| EXERCISE DESCRIPTION |
Output every line of the data below as a Markdown table with two columns, "No." for the row number and "Line" for the line itself, and omit any blank lines.

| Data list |

--- begin ---

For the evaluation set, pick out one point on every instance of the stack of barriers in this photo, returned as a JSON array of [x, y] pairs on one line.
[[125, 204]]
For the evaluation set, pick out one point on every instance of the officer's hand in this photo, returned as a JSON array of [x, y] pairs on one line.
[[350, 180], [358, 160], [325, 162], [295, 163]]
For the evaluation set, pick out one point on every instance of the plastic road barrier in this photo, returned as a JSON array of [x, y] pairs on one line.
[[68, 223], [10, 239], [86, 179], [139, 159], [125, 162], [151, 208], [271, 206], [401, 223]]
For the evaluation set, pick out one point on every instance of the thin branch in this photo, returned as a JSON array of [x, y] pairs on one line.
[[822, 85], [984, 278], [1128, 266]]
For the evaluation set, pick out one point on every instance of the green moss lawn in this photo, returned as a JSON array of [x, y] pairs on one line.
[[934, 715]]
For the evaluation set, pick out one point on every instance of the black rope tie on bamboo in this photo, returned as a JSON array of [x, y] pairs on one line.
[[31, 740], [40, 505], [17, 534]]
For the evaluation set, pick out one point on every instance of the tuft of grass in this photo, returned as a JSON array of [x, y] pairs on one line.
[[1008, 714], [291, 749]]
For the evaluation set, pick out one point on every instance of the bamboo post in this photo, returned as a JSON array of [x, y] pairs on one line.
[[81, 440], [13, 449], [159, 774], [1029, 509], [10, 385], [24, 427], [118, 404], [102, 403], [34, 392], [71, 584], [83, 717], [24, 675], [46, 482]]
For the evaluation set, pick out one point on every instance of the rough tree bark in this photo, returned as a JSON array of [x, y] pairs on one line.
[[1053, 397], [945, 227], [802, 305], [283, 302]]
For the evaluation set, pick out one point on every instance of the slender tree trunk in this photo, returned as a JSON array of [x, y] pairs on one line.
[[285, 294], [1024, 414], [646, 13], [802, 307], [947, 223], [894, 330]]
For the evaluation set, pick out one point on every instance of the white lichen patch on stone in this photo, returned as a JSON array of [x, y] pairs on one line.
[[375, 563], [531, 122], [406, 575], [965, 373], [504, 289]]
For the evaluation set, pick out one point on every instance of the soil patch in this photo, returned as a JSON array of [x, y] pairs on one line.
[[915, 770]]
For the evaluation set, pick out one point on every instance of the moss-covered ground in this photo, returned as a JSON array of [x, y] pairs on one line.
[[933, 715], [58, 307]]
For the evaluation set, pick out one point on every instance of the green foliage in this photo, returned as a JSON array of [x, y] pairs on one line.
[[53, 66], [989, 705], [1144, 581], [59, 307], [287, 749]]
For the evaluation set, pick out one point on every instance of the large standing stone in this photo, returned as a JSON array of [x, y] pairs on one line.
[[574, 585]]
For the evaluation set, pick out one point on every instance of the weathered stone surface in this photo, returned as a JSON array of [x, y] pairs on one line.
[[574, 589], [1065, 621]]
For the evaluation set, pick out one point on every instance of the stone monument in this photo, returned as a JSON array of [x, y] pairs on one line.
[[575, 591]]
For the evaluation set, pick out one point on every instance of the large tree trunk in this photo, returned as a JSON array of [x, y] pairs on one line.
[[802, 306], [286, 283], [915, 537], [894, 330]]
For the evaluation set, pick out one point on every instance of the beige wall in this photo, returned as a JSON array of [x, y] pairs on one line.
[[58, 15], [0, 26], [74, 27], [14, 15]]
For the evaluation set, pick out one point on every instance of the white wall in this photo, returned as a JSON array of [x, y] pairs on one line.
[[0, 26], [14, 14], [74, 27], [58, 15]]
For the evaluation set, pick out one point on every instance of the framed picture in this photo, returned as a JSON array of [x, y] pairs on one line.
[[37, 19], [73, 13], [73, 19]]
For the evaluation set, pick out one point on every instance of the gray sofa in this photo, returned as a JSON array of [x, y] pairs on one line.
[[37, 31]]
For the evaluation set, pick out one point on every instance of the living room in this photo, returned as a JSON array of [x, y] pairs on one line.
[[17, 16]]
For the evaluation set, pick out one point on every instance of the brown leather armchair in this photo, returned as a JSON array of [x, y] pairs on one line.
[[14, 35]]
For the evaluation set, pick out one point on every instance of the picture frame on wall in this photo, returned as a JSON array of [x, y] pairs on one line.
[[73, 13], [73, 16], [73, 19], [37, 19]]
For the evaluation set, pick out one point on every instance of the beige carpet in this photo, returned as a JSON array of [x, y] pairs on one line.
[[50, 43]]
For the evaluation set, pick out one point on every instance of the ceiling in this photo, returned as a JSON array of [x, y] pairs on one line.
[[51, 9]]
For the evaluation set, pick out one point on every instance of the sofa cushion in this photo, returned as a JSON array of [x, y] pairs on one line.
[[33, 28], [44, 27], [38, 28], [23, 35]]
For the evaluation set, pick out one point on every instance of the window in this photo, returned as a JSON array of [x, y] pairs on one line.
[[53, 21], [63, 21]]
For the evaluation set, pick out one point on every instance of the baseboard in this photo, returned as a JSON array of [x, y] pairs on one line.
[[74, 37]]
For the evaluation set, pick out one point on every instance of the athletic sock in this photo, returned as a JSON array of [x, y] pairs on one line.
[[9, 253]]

--- end ---

| OUTPUT FOR THIS EXERCISE |
| No. | Line |
|---|---|
| 1 | For the evaluation set, pick out one point on every instance of the stack of barriers in this photo, returned as a JSON array of [x, y] pairs on one line. |
| 2 | [[125, 204]] |
| 3 | For the evaluation set, pick out one point on every instance of the officer's hand in this photo, returned as a JSON array of [x, y] pairs on one line. |
| 4 | [[350, 180], [358, 160], [325, 162], [295, 163]] |
| 5 | For the evaluation set, pick out one point on every instance of the plastic road barrier in this photo, returned as a JSON array of [x, y] pairs on one line. |
| 6 | [[68, 223], [10, 239], [86, 179], [139, 159], [125, 162], [151, 208], [271, 206], [401, 223]] |
| 7 | For the evaluation set, pick out one point on every instance of the thin branch in this photo, returned as a JSON array of [x, y] pairs on one line. |
| 8 | [[822, 85], [984, 278], [1128, 266]] |
| 9 | For the evaluation set, pick out one point on every instance of the green moss lawn in this photo, returned as a JSON array of [x, y] pairs on one line. |
| 10 | [[934, 715]] |
| 11 | For the evaluation set, pick out one point on every instance of the black rope tie on bamboo in this photo, returned as a JSON array of [x, y] pairs on one line. |
| 12 | [[31, 740], [40, 505], [17, 534]] |
| 13 | For the evaluation set, pick out one point on every instance of the tuft of grass in this photo, returned as a JSON array of [x, y] pairs on one line. |
| 14 | [[1008, 714], [291, 749]] |
| 15 | For the evaluation set, pick out one point on every instance of the bamboo post in this photo, returned as a JSON array of [x, y] pairs on one line. |
| 16 | [[81, 440], [13, 449], [159, 774], [1029, 509], [10, 385], [24, 427], [118, 404], [102, 403], [34, 392], [71, 584], [83, 717], [24, 675], [46, 482]] |
| 17 | For the evaluation set, pick out one point on every instance of the rough tree bark in this photo, returned as a JSON array of [x, y] pairs on one line. |
| 18 | [[1053, 397], [945, 227], [802, 305], [283, 302]] |
| 19 | For the evaluation set, pick out one point on every instance of the slender tree trunk in this photo, returned as a JSON array of [x, y] pairs on one line. |
| 20 | [[285, 294], [1024, 414], [646, 13], [802, 307], [947, 223], [894, 330]] |
| 21 | For the evaluation set, pick out one point on every instance of the white lichen patch on stone in this photo, returned as a JSON array of [x, y] pairs on one line. |
| 22 | [[375, 563], [531, 122], [406, 575], [965, 373], [504, 289]] |
| 23 | For the evaluation set, pick out one point on every instance of the soil patch in this photo, returned as a JSON array of [x, y] pairs on one line. |
| 24 | [[915, 770]] |
| 25 | For the evaluation set, pick out one point on every instance of the moss-covered ground in this photo, returned as a JSON array of [x, y] pairs on one line. |
| 26 | [[933, 715], [58, 307]] |
| 27 | For the evaluation set, pick out one point on every instance of the green foliage in this photo, returned as a JSON array of [x, y] pairs on one line. |
| 28 | [[53, 66], [989, 705], [1144, 581], [59, 307], [287, 749]] |
| 29 | For the evaluation set, pick out one point on every instance of the large standing stone in this photo, returned as a JSON array of [x, y] pairs on one line. |
| 30 | [[574, 585]] |
| 31 | For the evaluation set, pick out one point on every instance of the weathered stone surface in this photo, returned as a JSON array of [x, y] pairs on one line. |
| 32 | [[574, 589], [1065, 621]] |
| 33 | For the evaluation set, pick out one point on every instance of the stone monument in this photo, returned as a JSON array of [x, y] pairs on one line. |
| 34 | [[575, 591]] |
| 35 | For the evaluation set, pick out one point on every instance of the large tree trunk in this photo, returned as a JSON array of [x, y] pairs on one line. |
| 36 | [[802, 306], [286, 283], [915, 537], [894, 330]] |
| 37 | For the evaluation set, pick out one point on every instance of the beige wall in this photo, returned as a JSON array of [x, y] pairs on one line. |
| 38 | [[58, 15], [0, 26], [74, 27], [14, 15]] |
| 39 | For the evaluation set, pick out one point on every instance of the white wall in this photo, returned as a JSON array of [x, y] pairs on one line. |
| 40 | [[0, 26], [14, 14], [74, 27], [58, 15]] |
| 41 | For the evaluation set, pick out one point on every instance of the framed picture in this photo, returned as a JSON array of [x, y] pairs on one line. |
| 42 | [[37, 19], [73, 13], [73, 19]] |
| 43 | For the evaluation set, pick out one point on every instance of the gray sofa in this photo, returned as a JSON array of [x, y] pairs on one line. |
| 44 | [[37, 31]] |
| 45 | For the evaluation set, pick out one point on every instance of the living room in this photo, returned as a JSON array of [x, y] pairs on one line. |
| 46 | [[17, 16]] |
| 47 | For the evaluation set, pick out one point on every instance of the brown leather armchair in this photo, returned as a JSON array of [x, y] pairs on one line. |
| 48 | [[14, 35]] |
| 49 | For the evaluation set, pick out one point on every instance of the picture frame on wall in this photo, returned as a JSON array of [x, y] pairs on one line. |
| 50 | [[73, 13], [73, 16], [73, 19], [37, 19]] |
| 51 | For the evaluation set, pick out one point on every instance of the beige carpet in this photo, returned as a JSON array of [x, y] pairs on one line. |
| 52 | [[50, 43]] |
| 53 | For the evaluation set, pick out one point on every instance of the ceiling in this photo, returned as a JSON array of [x, y] pairs on one line. |
| 54 | [[51, 9]] |
| 55 | For the evaluation set, pick out one point on every instance of the sofa cushion in this photo, returned as a JSON array of [x, y] pairs on one line. |
| 56 | [[33, 28], [44, 27], [38, 28], [23, 35]] |
| 57 | For the evaluation set, pick out one point on every instance of the window in this photo, returned as a JSON array of [x, y] pairs on one line. |
| 58 | [[53, 21], [63, 21]] |
| 59 | For the evaluation set, pick out one point on every instance of the baseboard in this photo, returned as a JSON array of [x, y] pairs on one line. |
| 60 | [[74, 37]] |
| 61 | For the evaluation set, pick out one point on every instance of the athletic sock in this photo, returned as a JSON array of [x, y] pairs on one line. |
| 62 | [[9, 253]] |